◆ Task ◆
From the article below on India's 5G trials, list every telecom service provider the DoT gave permission to conduct the trials.

◆ Text segment ◆
India’s Department of Telecommunications (DoT) has given the green light to several telecom service providers to begin conducting 5G trials in the country for a six-month period. These firms span multiple nationalities, but exclude Chinese vendors.
In a press announcement DoT said it had given permission to Bharti Airtel, Reliance Jio, Vodafone Idea and MTNL to conduct trials for use of the 5G technology, as well as run applications powered by 5G.The companies approved to start the 5G trials will work with Ericsson, Samsung, Nokia and state-owned technology company C-Dot. India’s Jio Platforms will additionally be allowed to use homegrown technology.
“The experimental spectrum is being given in various bands which include the mid-band (3.2 GHz to 3.67 GHz), millimeter wave band (24.25 GHz to 28.5 GHz) and in Sub-Gigahertz band (700 GHz). TSPs will also be permitted to use their existing spectrum owned by them (800 MHz, 900 MHz, 1800 MHz and 2500 MHz) for conduct of 5G trials,” said the DoT in the press statement.
The permission letters given by the DoT to each telecom service provider specify that they will have to conduct trials in rural and semi-urban settings also in addition to urban settings so that the benefit of 5G technology proliferates across the country and is not confined only tourban areas.
“The TSPs are encouraged to conduct trials using 5Gi technology in addition to the already known 5G Technology. It will be recalled that International Telecommunications Union (ITU) has also approved the 5Gi technology, which was advocated by India, as it facilitates much larger reach of the 5G towers and Radio networks. The 5Gi technology has been developed by IIT Madras, Centre of Excellence in Wireless Technology (CEWiT) and IIT Hyderabad,” said the DoT press statement.
5G trial objectives
The objectives of the 5G trials include testing 5G spectrum propagation characteristics, evaluation of chosen equipment and vendors, testing of indigenous technology and testing of applications, such as tele-medicine, tele-education, augmented/ virtual reality, drone-based agricultural monitoring and to test 5G phones and devices.
Last year, then US commerce secretary, Wilbur Ross, urged India and other US allies to avoid Huawei. There has also been geo-political tension between India and China, which escalated last year with skirmishes at the shared border between the world’s two most populated nations.
Since India amended a rule early last year, making it difficult for Chinese firms to invest in Indian companies, the country has since banned over 200 apps including TikTok, PUBG Mobile and UC Browser because they have an affiliation with China and there are cybersecurity concerns.
India’s decision not include any Chinese vendors in their 5G trials follows similar decisions made by the UK, US and Australia, who have all expressed concerns about Huawei and ZTE because of their ties with the Chinese government.

◆ Information provided ◆
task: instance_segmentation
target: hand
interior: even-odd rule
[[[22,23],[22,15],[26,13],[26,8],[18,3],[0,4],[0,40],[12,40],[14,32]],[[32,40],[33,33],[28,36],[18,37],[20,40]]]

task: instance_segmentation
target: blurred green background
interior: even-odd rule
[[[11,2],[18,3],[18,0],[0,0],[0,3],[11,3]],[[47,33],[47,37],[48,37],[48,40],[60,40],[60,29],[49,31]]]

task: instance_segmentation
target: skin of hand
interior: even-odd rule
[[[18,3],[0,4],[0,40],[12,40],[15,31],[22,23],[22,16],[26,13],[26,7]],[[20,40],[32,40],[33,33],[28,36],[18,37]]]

◆ Exercise solution ◆
Bharti Airtel, Reliance Jio, Vodafone Idea, MTNL